--- Provided text ---
LncRNA-mRNA related to spike length
In addition, a GWAS signal that associated with spike length (AX-110507832, Chr6A:24725411, P-value = 2.39E-05) was identified in the downstream of lncRNA.104854.1 and its cis-regulatory mRNA (TraesCS6A02G050300.1) (Fig. 8a). Meanwhile, three SNP were found in the eighth exon region of mRNA and these three SNP changed the amino acids (Fig. 8a). Then, three main haplotypes (Hap1: CTT, Hap2: CCT, Hap3: CCC) of this mRNA were identified. The spike length of Hap1 was the longest, followed by Hap2 and Hap3 (Fig. 8b and 8c). Interestingly, lncRNA.104854.1 can compete with tae-miR5175-5p to bind to TraesCS6A02G050300.1. The expression level of lncRNA.104854.1 in Hap1 was the lowest, followed by Hap2 and Hap3 (Fig. 8d). Notably, the expression level of lncRNA.104854.1 and TraesCS6A02G050300.1 showed a significant negative relationship (Fig. 8e). Moreover, TraesCS6A02G050300 is an orthologous gene of AtATG5 encoding autophagy protein. Autophagy protein has been reported to be related to plant growth and development [30, 31]. These results indicated that TraesCS6A02G050300.1 play an important role in spike growth, and lncRNA.104854.1-TraesCS6A02G050300.1 is likely to be a key regulatory module in spike length of wheat.

--- Provided material ---
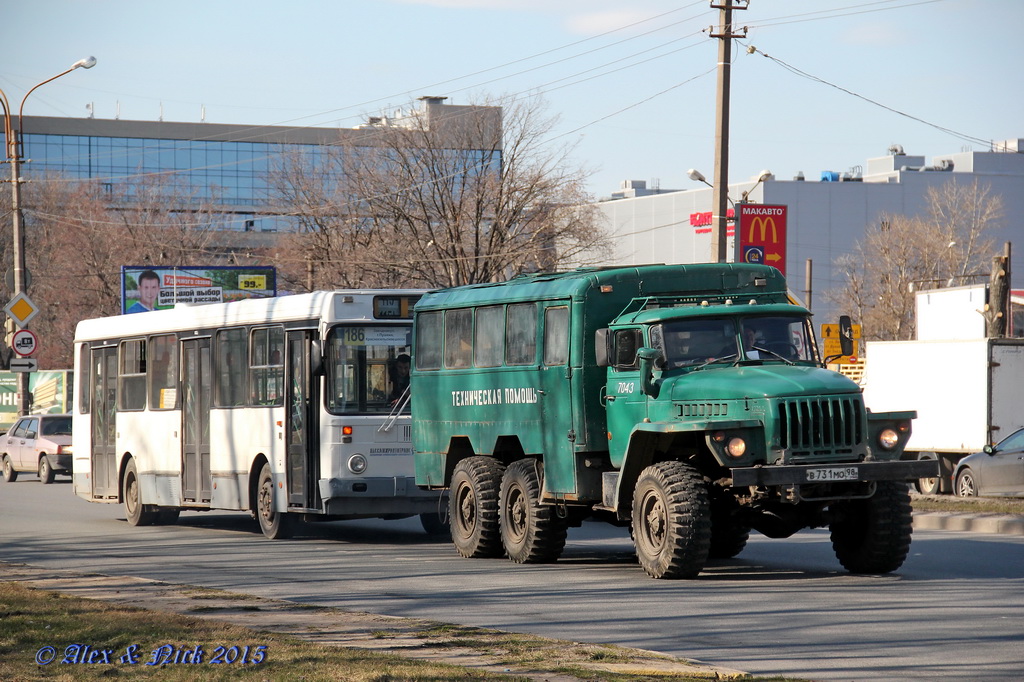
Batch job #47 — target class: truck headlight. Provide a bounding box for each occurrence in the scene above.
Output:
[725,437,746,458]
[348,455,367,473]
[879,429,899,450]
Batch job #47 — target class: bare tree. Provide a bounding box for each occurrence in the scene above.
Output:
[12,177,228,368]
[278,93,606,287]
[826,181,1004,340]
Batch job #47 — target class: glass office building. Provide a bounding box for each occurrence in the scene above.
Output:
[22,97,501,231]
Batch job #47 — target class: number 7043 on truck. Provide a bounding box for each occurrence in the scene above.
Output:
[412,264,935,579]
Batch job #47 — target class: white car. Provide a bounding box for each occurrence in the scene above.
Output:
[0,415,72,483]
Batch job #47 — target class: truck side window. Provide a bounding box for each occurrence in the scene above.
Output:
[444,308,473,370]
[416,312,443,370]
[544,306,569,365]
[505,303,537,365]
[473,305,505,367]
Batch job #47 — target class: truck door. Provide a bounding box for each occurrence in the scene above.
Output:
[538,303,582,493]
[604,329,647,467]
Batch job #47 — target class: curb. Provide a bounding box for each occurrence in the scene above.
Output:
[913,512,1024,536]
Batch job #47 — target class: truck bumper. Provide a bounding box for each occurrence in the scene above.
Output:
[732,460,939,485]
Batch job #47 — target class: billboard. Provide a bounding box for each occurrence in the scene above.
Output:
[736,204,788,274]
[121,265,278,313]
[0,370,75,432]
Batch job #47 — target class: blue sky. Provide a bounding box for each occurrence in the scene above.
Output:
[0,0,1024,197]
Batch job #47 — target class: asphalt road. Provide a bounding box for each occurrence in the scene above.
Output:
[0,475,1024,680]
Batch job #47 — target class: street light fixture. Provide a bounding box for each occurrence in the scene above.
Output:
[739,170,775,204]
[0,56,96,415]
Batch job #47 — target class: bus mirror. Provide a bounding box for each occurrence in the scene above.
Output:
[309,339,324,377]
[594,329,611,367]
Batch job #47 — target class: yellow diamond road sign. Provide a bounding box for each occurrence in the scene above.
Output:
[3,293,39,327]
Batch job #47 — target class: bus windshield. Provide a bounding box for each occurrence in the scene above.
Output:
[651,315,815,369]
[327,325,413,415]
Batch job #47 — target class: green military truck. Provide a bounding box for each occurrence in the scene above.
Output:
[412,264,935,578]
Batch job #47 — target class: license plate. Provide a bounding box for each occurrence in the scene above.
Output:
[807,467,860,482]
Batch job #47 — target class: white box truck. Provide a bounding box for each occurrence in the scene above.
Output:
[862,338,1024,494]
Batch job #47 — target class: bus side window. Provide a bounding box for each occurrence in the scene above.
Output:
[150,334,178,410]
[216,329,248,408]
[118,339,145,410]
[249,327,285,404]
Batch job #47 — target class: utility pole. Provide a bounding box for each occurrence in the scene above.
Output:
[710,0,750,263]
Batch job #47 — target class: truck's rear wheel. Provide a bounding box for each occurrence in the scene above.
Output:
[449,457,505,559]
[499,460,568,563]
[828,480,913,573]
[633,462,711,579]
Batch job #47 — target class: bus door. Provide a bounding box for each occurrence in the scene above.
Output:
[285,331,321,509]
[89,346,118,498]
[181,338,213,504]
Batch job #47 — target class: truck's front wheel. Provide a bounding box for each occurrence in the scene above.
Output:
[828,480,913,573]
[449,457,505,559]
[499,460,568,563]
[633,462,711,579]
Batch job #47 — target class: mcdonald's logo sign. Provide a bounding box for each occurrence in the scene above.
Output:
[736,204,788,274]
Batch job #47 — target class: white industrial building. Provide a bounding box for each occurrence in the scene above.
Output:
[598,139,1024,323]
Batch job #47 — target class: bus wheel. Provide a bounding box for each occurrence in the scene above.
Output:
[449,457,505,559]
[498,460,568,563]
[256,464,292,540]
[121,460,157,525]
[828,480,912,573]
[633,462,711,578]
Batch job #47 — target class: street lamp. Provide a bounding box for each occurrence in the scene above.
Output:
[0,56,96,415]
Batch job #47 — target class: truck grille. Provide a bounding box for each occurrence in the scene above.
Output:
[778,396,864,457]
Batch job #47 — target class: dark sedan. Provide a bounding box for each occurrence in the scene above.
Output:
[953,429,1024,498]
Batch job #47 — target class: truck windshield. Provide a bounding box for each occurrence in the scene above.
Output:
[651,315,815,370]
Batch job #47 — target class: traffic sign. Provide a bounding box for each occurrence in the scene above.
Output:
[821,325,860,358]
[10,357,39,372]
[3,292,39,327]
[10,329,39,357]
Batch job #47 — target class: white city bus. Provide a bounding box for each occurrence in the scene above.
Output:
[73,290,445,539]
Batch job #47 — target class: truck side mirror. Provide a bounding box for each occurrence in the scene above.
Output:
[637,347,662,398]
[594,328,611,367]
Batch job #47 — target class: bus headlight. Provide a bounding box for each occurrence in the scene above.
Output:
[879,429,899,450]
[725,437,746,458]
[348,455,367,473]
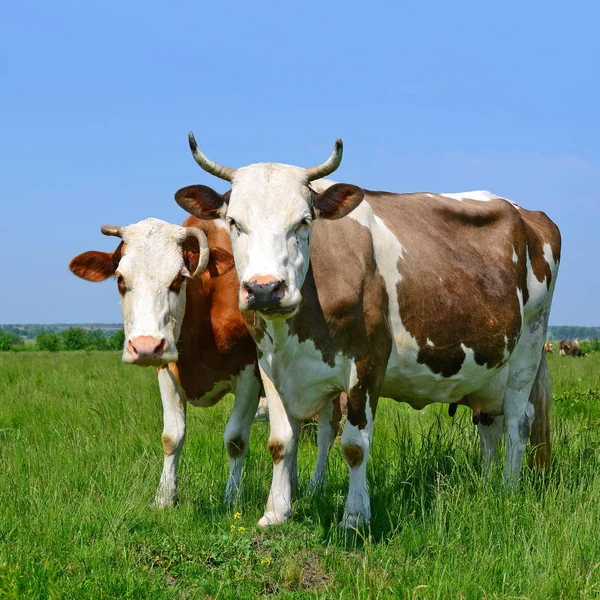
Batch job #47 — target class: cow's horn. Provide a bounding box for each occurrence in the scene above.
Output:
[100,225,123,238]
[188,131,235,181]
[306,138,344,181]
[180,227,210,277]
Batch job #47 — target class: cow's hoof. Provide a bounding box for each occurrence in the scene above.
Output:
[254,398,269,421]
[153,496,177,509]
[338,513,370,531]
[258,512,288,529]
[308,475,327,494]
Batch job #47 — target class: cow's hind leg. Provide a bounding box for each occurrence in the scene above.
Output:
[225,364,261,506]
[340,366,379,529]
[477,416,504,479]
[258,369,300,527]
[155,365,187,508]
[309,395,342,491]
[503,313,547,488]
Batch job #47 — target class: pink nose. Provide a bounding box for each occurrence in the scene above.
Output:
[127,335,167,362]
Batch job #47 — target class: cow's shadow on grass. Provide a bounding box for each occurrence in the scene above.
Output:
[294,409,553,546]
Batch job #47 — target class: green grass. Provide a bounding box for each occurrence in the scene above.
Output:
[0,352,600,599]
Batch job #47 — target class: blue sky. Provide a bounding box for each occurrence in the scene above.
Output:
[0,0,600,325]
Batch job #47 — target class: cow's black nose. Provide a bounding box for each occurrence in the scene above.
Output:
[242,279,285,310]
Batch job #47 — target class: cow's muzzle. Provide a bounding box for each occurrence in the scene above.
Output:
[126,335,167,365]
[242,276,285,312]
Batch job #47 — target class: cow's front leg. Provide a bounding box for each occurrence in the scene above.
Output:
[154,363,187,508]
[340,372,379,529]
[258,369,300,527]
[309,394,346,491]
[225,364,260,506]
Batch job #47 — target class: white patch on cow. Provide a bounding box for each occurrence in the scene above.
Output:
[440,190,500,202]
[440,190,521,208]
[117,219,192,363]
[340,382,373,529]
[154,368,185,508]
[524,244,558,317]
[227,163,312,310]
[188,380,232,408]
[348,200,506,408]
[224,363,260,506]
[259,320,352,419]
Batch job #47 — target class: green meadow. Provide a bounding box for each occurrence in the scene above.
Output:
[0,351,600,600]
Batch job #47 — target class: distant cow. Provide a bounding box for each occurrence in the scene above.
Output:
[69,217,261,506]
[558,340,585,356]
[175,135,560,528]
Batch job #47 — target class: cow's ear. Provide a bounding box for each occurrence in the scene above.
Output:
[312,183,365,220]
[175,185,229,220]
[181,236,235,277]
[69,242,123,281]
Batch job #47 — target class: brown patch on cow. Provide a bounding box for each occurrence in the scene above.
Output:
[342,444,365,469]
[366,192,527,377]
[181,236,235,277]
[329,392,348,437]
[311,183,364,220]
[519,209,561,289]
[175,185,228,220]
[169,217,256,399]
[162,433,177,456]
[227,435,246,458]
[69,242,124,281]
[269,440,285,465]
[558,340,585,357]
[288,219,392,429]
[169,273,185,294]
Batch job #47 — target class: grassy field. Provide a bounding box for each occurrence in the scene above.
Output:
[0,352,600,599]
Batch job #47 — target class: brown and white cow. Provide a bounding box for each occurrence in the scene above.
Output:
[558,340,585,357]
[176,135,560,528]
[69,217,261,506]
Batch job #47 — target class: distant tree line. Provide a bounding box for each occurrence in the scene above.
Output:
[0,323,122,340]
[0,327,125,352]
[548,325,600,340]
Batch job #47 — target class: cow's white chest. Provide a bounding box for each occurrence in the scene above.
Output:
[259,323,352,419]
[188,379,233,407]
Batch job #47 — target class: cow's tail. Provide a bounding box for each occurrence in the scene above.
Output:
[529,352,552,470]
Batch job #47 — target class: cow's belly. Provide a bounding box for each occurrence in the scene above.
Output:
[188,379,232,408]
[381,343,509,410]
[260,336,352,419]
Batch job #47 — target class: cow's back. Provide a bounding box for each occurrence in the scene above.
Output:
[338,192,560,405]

* * *

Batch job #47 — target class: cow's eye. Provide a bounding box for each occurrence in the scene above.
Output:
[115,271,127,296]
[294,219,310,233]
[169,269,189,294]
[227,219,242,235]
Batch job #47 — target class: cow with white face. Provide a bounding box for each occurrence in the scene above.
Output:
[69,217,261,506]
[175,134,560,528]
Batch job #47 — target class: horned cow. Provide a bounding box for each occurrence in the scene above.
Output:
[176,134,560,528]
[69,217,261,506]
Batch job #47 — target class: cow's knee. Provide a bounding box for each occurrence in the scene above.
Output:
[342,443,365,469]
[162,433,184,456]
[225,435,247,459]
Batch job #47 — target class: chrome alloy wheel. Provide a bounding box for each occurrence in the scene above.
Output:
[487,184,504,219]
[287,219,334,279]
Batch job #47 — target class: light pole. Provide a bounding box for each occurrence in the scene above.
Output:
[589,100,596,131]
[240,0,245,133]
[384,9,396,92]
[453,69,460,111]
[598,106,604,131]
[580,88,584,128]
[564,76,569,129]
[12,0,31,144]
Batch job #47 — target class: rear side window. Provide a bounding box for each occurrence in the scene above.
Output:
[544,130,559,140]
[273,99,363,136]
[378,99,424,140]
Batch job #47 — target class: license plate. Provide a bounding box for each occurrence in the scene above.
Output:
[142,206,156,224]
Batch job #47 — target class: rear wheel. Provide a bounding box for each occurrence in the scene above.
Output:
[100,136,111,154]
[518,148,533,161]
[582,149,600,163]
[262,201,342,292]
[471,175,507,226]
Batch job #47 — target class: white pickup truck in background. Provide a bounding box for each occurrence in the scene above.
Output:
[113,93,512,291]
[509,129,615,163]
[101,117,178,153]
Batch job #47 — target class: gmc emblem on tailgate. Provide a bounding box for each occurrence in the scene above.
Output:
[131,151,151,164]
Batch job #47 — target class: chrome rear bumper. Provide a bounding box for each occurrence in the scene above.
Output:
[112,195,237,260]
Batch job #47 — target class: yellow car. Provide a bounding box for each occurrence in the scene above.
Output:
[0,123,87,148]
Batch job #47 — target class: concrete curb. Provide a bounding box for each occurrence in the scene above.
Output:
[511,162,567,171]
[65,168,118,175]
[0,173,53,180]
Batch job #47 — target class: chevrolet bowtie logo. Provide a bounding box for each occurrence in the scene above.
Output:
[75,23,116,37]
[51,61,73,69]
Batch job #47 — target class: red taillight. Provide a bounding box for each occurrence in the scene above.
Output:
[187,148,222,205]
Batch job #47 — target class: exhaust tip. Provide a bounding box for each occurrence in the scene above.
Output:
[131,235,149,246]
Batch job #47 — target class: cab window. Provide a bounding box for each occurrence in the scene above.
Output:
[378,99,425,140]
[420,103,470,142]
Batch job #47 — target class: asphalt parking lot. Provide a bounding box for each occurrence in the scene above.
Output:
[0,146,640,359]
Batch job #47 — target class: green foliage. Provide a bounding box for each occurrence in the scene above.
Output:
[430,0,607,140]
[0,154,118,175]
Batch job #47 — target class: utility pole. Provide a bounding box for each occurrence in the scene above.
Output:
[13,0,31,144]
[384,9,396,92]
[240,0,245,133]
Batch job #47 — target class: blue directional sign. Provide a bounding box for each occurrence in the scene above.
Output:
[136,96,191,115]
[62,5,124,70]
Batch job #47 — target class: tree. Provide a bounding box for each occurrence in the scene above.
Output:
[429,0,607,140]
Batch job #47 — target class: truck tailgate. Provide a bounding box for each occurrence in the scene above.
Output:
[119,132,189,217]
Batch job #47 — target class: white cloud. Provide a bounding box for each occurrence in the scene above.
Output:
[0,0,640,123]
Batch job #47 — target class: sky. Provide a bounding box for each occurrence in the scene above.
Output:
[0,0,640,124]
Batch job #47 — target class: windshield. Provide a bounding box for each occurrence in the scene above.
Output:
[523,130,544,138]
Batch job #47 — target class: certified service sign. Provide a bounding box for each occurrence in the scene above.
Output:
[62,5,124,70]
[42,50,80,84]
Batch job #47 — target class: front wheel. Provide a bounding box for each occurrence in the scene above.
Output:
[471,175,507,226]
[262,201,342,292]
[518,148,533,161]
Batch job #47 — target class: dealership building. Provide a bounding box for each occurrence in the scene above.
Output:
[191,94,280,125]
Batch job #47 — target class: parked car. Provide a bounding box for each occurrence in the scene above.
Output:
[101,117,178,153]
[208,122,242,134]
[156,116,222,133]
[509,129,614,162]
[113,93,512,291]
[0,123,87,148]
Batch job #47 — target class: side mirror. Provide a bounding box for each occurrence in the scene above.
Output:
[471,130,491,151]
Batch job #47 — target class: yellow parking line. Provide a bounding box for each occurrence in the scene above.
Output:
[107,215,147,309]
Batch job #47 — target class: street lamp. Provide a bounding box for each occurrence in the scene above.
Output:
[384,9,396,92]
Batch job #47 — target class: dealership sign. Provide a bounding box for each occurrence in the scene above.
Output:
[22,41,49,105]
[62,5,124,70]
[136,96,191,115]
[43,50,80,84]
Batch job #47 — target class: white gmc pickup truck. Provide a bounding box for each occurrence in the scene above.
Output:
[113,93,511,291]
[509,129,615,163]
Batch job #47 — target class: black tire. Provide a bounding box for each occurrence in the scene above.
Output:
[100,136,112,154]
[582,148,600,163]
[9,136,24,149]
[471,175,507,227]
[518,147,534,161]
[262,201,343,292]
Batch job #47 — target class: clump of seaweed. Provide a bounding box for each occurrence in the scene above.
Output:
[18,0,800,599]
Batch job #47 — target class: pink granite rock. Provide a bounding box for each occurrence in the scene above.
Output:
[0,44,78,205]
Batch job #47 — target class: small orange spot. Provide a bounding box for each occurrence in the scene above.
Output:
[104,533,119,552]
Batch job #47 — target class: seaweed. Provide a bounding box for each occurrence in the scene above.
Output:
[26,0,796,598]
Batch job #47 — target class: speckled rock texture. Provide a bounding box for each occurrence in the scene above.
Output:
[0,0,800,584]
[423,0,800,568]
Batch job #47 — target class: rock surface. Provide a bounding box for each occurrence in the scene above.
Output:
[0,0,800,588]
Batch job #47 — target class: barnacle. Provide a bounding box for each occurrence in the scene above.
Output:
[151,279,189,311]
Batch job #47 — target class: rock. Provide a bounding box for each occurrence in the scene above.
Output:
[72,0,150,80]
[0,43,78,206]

--- Goal of the exercise ---
In the passage on spike length, which haplotype of the mRNA had the longest spikes?

--- Response area ---
Hap1 (CTT)